To do » Render the stretch of the records below from the line containing "the blue pool" through the line containing "pixel 28 307" as a Markdown table with columns Row and Line, numbering each row and skipping blank lines.

Data for this exercise »
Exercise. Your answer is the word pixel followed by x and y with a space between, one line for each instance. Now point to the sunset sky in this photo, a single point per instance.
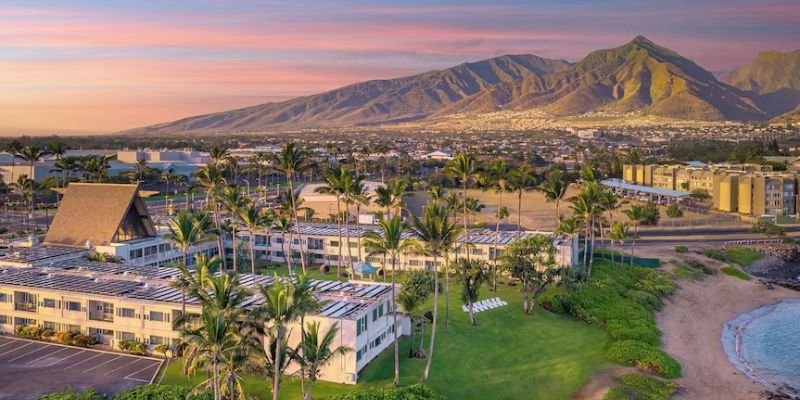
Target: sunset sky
pixel 102 66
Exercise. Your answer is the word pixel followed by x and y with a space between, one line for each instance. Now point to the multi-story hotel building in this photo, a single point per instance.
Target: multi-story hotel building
pixel 748 189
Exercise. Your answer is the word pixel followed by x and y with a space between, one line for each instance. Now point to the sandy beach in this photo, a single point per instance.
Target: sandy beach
pixel 692 321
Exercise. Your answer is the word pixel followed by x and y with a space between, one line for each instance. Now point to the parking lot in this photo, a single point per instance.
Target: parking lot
pixel 29 369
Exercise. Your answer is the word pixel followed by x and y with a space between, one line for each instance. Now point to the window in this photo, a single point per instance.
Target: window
pixel 361 325
pixel 158 316
pixel 126 312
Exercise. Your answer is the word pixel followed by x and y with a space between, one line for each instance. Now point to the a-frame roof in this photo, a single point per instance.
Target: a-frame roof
pixel 93 212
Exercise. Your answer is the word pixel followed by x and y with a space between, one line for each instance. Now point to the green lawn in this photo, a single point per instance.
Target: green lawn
pixel 508 356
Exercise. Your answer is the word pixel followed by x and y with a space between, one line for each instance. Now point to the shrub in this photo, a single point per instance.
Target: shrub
pixel 161 392
pixel 65 337
pixel 735 272
pixel 83 340
pixel 641 387
pixel 716 254
pixel 645 357
pixel 132 347
pixel 743 256
pixel 413 392
pixel 70 395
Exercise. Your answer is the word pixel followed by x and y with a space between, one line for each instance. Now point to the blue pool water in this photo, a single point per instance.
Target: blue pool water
pixel 765 344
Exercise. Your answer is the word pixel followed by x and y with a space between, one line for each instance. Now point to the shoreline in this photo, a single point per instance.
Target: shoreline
pixel 692 323
pixel 731 338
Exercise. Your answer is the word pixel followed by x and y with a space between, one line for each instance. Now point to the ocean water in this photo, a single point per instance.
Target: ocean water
pixel 765 344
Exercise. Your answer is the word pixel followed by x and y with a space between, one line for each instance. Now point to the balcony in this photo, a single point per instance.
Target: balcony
pixel 28 307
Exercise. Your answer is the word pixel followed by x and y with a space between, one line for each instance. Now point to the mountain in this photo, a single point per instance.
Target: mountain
pixel 639 76
pixel 393 100
pixel 774 77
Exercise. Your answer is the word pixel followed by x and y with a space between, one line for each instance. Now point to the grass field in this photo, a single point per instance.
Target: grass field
pixel 507 356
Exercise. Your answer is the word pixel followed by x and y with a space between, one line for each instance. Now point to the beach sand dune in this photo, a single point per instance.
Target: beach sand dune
pixel 692 321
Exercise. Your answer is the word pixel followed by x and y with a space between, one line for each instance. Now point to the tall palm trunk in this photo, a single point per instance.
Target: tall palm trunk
pixel 349 249
pixel 252 253
pixel 339 231
pixel 496 243
pixel 296 221
pixel 276 379
pixel 427 371
pixel 394 321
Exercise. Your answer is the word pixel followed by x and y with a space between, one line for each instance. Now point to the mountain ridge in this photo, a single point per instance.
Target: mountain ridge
pixel 639 76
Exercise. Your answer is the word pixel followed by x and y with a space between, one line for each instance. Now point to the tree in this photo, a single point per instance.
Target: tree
pixel 13 147
pixel 619 233
pixel 532 261
pixel 315 350
pixel 471 274
pixel 253 220
pixel 521 180
pixel 435 230
pixel 336 179
pixel 462 167
pixel 211 178
pixel 207 345
pixel 281 307
pixel 291 161
pixel 636 214
pixel 234 200
pixel 390 242
pixel 674 211
pixel 32 154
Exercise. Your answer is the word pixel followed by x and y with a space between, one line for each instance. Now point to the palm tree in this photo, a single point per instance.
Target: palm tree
pixel 497 176
pixel 554 188
pixel 462 166
pixel 521 180
pixel 435 230
pixel 13 148
pixel 212 179
pixel 284 225
pixel 472 274
pixel 206 346
pixel 390 242
pixel 619 232
pixel 253 220
pixel 32 154
pixel 335 183
pixel 291 161
pixel 184 232
pixel 234 200
pixel 315 350
pixel 280 309
pixel 636 214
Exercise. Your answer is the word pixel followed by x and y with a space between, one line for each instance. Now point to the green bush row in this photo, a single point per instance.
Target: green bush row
pixel 641 387
pixel 413 392
pixel 146 392
pixel 645 357
pixel 622 301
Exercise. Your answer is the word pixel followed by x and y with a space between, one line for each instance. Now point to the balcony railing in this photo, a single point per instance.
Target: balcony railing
pixel 29 307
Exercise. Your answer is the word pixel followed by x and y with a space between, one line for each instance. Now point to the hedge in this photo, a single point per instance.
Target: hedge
pixel 413 392
pixel 641 387
pixel 645 357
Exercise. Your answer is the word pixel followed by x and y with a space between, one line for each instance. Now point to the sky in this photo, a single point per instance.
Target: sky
pixel 78 66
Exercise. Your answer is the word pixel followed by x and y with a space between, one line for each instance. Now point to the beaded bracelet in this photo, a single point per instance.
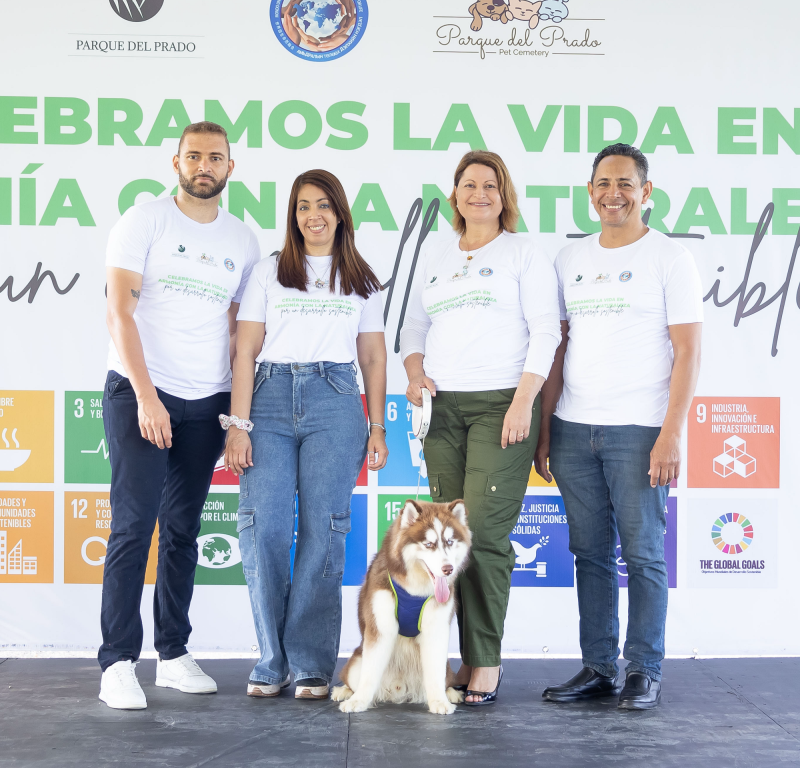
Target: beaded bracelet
pixel 235 421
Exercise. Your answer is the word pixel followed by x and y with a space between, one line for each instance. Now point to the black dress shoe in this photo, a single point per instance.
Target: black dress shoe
pixel 587 684
pixel 640 692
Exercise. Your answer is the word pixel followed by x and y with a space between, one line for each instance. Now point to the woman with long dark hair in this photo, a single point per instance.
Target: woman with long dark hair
pixel 298 428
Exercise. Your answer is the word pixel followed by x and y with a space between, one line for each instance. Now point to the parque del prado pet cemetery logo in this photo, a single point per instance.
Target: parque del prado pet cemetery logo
pixel 519 28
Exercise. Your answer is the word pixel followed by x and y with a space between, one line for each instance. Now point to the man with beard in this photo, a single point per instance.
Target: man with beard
pixel 176 270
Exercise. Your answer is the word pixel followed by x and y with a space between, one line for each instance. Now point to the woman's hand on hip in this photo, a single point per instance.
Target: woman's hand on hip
pixel 517 423
pixel 415 387
pixel 377 452
pixel 238 451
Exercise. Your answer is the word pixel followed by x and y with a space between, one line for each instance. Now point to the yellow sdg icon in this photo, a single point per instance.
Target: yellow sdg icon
pixel 26 437
pixel 87 525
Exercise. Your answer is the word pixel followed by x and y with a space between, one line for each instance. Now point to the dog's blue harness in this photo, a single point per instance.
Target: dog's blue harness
pixel 408 610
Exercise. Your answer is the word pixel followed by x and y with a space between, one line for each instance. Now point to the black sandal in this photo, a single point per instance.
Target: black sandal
pixel 485 698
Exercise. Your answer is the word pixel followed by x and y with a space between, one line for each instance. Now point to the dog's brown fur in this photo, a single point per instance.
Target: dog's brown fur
pixel 487 9
pixel 389 559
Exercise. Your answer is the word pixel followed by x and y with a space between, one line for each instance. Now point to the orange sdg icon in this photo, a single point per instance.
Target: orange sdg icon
pixel 26 537
pixel 734 442
pixel 87 525
pixel 26 437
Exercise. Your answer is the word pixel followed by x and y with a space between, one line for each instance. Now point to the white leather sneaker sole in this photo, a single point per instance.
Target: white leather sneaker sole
pixel 120 689
pixel 267 690
pixel 183 674
pixel 312 692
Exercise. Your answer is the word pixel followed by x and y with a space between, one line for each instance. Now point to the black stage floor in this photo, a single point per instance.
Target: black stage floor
pixel 714 713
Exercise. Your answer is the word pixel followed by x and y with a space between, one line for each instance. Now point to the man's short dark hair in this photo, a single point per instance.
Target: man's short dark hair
pixel 624 150
pixel 205 126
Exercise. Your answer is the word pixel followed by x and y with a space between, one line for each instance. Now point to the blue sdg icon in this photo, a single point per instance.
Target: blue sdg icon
pixel 355 553
pixel 541 545
pixel 406 461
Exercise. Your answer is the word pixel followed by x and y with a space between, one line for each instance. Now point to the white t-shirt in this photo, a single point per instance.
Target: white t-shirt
pixel 312 326
pixel 619 303
pixel 191 273
pixel 481 326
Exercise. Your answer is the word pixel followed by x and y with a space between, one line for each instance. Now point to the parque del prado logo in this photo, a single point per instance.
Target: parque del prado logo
pixel 136 10
pixel 518 28
pixel 319 30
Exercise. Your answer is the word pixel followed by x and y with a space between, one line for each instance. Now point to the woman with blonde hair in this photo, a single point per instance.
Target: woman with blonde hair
pixel 480 334
pixel 305 316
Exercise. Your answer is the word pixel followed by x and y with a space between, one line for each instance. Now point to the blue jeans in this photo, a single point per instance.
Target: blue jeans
pixel 310 438
pixel 149 483
pixel 602 475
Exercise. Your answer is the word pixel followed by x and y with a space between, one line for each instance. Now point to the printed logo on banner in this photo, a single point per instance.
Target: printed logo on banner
pixel 734 442
pixel 733 543
pixel 406 461
pixel 670 548
pixel 26 537
pixel 514 28
pixel 319 30
pixel 26 437
pixel 87 525
pixel 541 544
pixel 389 506
pixel 136 10
pixel 218 558
pixel 85 448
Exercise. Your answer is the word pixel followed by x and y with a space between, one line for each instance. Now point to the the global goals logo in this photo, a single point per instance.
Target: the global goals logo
pixel 136 10
pixel 319 30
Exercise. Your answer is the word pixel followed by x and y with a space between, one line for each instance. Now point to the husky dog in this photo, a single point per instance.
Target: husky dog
pixel 404 612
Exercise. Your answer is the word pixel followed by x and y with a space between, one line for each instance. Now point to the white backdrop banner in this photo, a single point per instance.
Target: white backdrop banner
pixel 94 97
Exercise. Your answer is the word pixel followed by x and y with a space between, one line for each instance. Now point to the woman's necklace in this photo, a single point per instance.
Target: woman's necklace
pixel 319 282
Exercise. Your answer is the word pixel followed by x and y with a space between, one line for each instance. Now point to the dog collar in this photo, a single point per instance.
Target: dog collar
pixel 407 609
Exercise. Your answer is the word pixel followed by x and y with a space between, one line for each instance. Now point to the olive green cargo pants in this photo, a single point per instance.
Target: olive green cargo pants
pixel 465 461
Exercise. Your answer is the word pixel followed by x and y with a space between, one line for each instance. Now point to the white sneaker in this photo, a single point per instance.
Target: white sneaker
pixel 184 674
pixel 119 687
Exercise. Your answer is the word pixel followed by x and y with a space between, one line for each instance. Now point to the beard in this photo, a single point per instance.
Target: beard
pixel 195 190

Exercise response »
| Row | Line |
|---|---|
| 1 | Exercise. Your answer is the word pixel followed by x and y with a space between, one line for each instance. Now point to the blue pool water in this photo, a single point per instance. |
| 2 | Target: blue pool water |
| 3 | pixel 765 344 |
| 4 | Exercise. Your answer is the word pixel followed by x and y with a space between, one line for each instance. Now point to the shoreline in this photo, a single point per instance. |
| 5 | Target: shoreline |
| 6 | pixel 692 323 |
| 7 | pixel 731 338 |
| 8 | Exercise. Your answer is the word pixel followed by x and y with a space between, one line for each instance. Now point to the ocean water in this photo, a single point per instance. |
| 9 | Target: ocean water |
| 10 | pixel 765 344 |
| 11 | Exercise. Your answer is the word pixel followed by x and y with a space between, one line for each instance. Now point to the balcony in this photo, a single point per instance. |
| 12 | Target: balcony |
| 13 | pixel 28 307 |